Excerpt 2: Thursday 6 November 2003 (p 99-107)

[S36] Good morning, members of the jury. At the end of yesterday you provided the note which has been marked for identification 11, and just to remind you of the terms of that note I will read it out to you and then endeavour to provide an answer. The note really is in three parts, and it is in these terms, the first part as follows: “Can Your Honour expand on the definitions of ‘reasonable, proportionate’ in your directions on page 2?”.

[S37] That is a reference, of course, to the written directions which you have, and the topic “Did cause of death”. The second part of the note is in these terms: “Do the remarks about ‘the victim’ relate to Mr Harris in particular or victims or persons in general?”

[S38] And the third part of the note is: “Are the remarks about ‘a person fearful for his own safety’ to be considered only in terms of Mr Harris’s actions, or the actions of a ‘reasonable person’?”

[S39] And there is reference to that paragraph, paragraph 5, on page 2. They are the three questions, and if I could take them out of order and postpone for the moment the answer to question one, which is dealing with reasonable and proportionate, and if I could turn rather to the second question which I will read again so you have it in the forefront of your minds: “Do the remarks about ‘the victim’ relate to Mr Harris in particular or victims or persons in general?”

[S40] I will have my associate, just in case you do not have a copy, provide you with a photocopy of your own note just to remind yourselves of what exactly it is that you asked.

[S41] The short answer to that question, which is directed to that middle paragraph of page 2 where it talks about inducing the victim and so on, and I will come back to it in detail in a moment, the short answer is that the reference in that paragraph to the accused is a reference to Mr Rodney Kerr, the accused; the reference to the victim is a reference to Mr William Christopher Harris, the deceased.

[S42] Let me elaborate upon that answer just to make it clear what is meant. And what the nature of the test is that you must apply. To do that, I think it is beneficial if I read it again, so you have it in your minds, what the written directions say on the issue of causation, and I will just read through it. I know you have probably read through it half a dozen if not more times already, but on page 2 under the heading “Did cause death” these words appear, and you might follow them with me: “The Crown must prove beyond reasonable doubt that the act or acts of the accused caused the death of the deceased. You should approach the question of causation in a common sense non-technical way, appreciating that you are determining criminal responsibility for serious criminal offences. The test is whether the act or acts of the accused significantly or substantially contributed to the death of the deceased.”

[S43] There then appears the paragraph which is the subject of your question two: “Where the conduct of the accused induces in the victim a well-founded apprehension of physical harm, such that it was reasonable for the victim to seek to escape, then the fact that the death occurs in the course of that escape does not break the chain of causation, provided the response of the victim was reasonable or proportionate having regard to the nature of the conduct of the accused, and the fear it is likely to have provoked.”

> _DATA PROVIDED_:

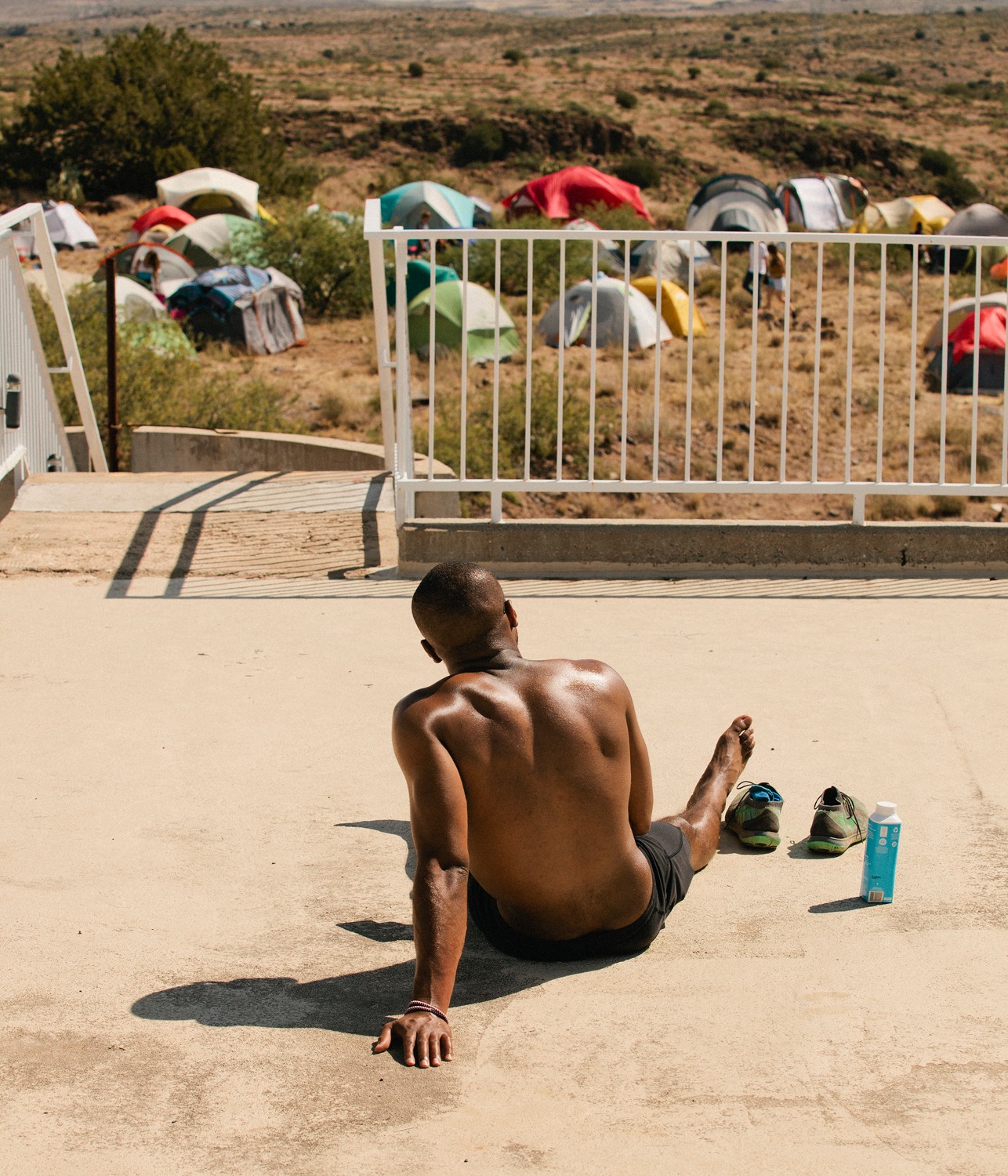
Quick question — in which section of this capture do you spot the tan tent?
[630,278,707,339]
[854,197,955,235]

> _TASKS TO PERFORM_:
**a.** According to the transcript excerpt, whom does the reference to "the victim" in the middle paragraph of page 2 mean?
**b.** Write out the portion of the transcript excerpt from "[S38] And the" to "that you asked.", word for word.

> _EXERCISE ANSWERS_:
**a.** Mr William Christopher Harris, the deceased.

**b.**
[S38] And the third part of the note is: “Are the remarks about ‘a person fearful for his own safety’ to be considered only in terms of Mr Harris’s actions, or the actions of a ‘reasonable person’?”

[S39] And there is reference to that paragraph, paragraph 5, on page 2. They are the three questions, and if I could take them out of order and postpone for the moment the answer to question one, which is dealing with reasonable and proportionate, and if I could turn rather to the second question which I will read again so you have it in the forefront of your minds: “Do the remarks about ‘the victim’ relate to Mr Harris in particular or victims or persons in general?”

[S40] I will have my associate, just in case you do not have a copy, provide you with a photocopy of your own note just to remind yourselves of what exactly it is that you asked.